===== Input records =====

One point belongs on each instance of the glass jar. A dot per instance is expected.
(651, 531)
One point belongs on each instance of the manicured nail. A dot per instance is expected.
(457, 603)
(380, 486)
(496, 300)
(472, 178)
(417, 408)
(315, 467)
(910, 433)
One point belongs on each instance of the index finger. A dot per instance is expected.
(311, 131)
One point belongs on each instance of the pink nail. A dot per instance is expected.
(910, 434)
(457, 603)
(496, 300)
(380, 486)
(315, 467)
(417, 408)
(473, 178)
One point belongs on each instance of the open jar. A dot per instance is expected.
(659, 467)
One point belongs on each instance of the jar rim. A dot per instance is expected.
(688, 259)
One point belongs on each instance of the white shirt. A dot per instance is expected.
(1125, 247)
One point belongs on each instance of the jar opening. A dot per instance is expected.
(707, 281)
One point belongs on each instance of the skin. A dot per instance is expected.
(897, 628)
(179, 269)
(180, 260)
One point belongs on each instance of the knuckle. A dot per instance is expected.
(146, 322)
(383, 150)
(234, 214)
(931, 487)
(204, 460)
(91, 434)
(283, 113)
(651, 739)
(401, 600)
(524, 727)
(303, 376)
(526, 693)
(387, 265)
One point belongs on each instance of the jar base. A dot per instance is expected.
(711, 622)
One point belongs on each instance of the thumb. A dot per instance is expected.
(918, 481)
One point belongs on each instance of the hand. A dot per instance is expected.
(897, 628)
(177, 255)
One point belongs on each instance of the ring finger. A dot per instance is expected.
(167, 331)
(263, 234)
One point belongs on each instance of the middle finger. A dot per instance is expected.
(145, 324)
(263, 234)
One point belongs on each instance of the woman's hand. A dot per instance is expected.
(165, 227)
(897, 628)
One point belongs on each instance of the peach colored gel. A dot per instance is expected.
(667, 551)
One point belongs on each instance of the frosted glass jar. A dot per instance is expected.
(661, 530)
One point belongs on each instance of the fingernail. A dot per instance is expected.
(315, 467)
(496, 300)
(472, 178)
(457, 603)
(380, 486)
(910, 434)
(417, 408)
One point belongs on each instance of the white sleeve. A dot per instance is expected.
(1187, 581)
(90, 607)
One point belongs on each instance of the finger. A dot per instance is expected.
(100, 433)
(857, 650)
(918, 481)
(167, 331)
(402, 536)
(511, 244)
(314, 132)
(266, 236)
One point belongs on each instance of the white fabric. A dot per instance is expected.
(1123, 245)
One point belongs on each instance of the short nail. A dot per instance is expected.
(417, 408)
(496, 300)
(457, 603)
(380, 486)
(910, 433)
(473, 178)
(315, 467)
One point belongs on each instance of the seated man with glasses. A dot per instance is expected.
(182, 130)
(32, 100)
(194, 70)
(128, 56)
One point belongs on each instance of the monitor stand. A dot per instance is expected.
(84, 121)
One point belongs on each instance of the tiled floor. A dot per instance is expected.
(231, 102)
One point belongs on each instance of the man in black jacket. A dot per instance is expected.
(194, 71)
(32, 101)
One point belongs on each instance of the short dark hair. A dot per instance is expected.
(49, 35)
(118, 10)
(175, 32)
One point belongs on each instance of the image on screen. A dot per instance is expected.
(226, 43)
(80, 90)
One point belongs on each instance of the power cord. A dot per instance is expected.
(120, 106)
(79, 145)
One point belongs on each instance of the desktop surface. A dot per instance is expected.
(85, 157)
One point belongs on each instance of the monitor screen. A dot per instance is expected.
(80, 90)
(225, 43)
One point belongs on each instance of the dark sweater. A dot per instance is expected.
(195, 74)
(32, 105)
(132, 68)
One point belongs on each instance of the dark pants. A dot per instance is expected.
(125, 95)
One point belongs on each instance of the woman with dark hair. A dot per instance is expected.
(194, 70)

=====

(What needs to be done): The answer must consist of every entry, set down exactly as given.

(Result of this exercise):
One point belongs on each instance of the glass jar. A dot per instance is expected.
(651, 531)
One point belongs on each instance of the manicured nail. A dot per instance is expected.
(457, 603)
(380, 486)
(496, 300)
(472, 178)
(417, 408)
(315, 467)
(910, 433)
One point belongs on each instance of the index finger. A dot per instance is expected.
(311, 131)
One point belongs on each instance of the pink nail. A dot per instance is expected.
(910, 434)
(457, 603)
(496, 300)
(380, 486)
(315, 467)
(417, 408)
(473, 178)
One point belongs on each instance of the open jar. A dot per instance is expected.
(659, 467)
One point belongs on each instance of the jar rim. A dot per instance is expected.
(688, 259)
One point belongs on each instance of the white shirt. A dot per instance is expected.
(1125, 247)
One point belongs on each instance of the jar opening. A dot per instance is expected.
(707, 281)
One point belongs on each instance of the skin. A dot per instance is expected.
(897, 628)
(179, 269)
(180, 260)
One point belongs on each instance of the knuckle. A dot per instance is expected.
(146, 322)
(383, 150)
(234, 214)
(931, 487)
(204, 460)
(91, 434)
(283, 113)
(651, 739)
(401, 600)
(524, 727)
(303, 376)
(526, 693)
(387, 265)
One point belongs on each instance of the jar base. A dot per instance is expected.
(711, 622)
One point belongs on each instance of the thumb. A dot per instance is expected.
(918, 481)
One point belongs on each instance of the hand. A dot per instance is expected.
(897, 628)
(177, 255)
One point belongs on each instance of the ring finger. A dot per instance is expected.
(167, 331)
(263, 234)
One point belongs on each instance of the middle finger. A dot per instance is expected.
(145, 324)
(263, 234)
One point belongs on each instance of the woman's hand. A dot per instance is expected.
(165, 227)
(897, 628)
One point belongs on each instance of the peach colored gel. A dot per instance is expected.
(667, 551)
One point belongs on each instance of the frosted glass jar. A dot per instance is expected.
(661, 530)
One point belongs on each instance of the fingernail. A dot per instance is expected.
(315, 467)
(496, 300)
(472, 178)
(457, 603)
(380, 486)
(910, 434)
(417, 408)
One point belongs on each instance of the white sleeve. A dot per instance is expected.
(1187, 581)
(90, 607)
One point belongs on each instance of the finger. A dot per instance is expected.
(100, 433)
(857, 650)
(918, 481)
(167, 331)
(402, 536)
(511, 244)
(314, 132)
(266, 236)
One point belongs on each instance of the white fabric. A dot per instance is expected.
(1123, 245)
One point belongs on each instance of the short nail. A dot per instance is expected.
(417, 408)
(496, 300)
(457, 603)
(380, 486)
(910, 433)
(473, 178)
(315, 467)
One point belongs on each instance of the seated man with glasses. A dot per instance is expected.
(182, 130)
(32, 100)
(194, 70)
(128, 56)
One point belongs on each instance of the monitor stand. A dot per instance is expected.
(84, 121)
One point belongs on each instance of the tiled floor. A dot per instance is expected.
(231, 102)
One point belongs on each instance of the man in black jacket. A dot per instance is expected.
(194, 71)
(32, 101)
One point belongs on each instance of the short dark hair. A dot per instance is expected.
(49, 35)
(118, 10)
(175, 32)
One point belongs on each instance of the image on screen. A dot per instance is expected.
(226, 43)
(80, 90)
One point belongs on each instance of the power cord. A dot per instance is expected.
(120, 106)
(79, 145)
One point belongs on each instance of the desktop surface. A dot per instance is expected.
(85, 157)
One point belongs on each instance of the monitor screen. A dot per instance is expected.
(80, 90)
(225, 43)
One point belongs on each instance of the dark sweater. A dot per instance is expected.
(195, 74)
(32, 105)
(132, 68)
One point belongs on each instance of the dark pants. A dot per instance is expected.
(125, 95)
One point belongs on each instance of the woman with dark hair. A dot per instance is expected.
(194, 70)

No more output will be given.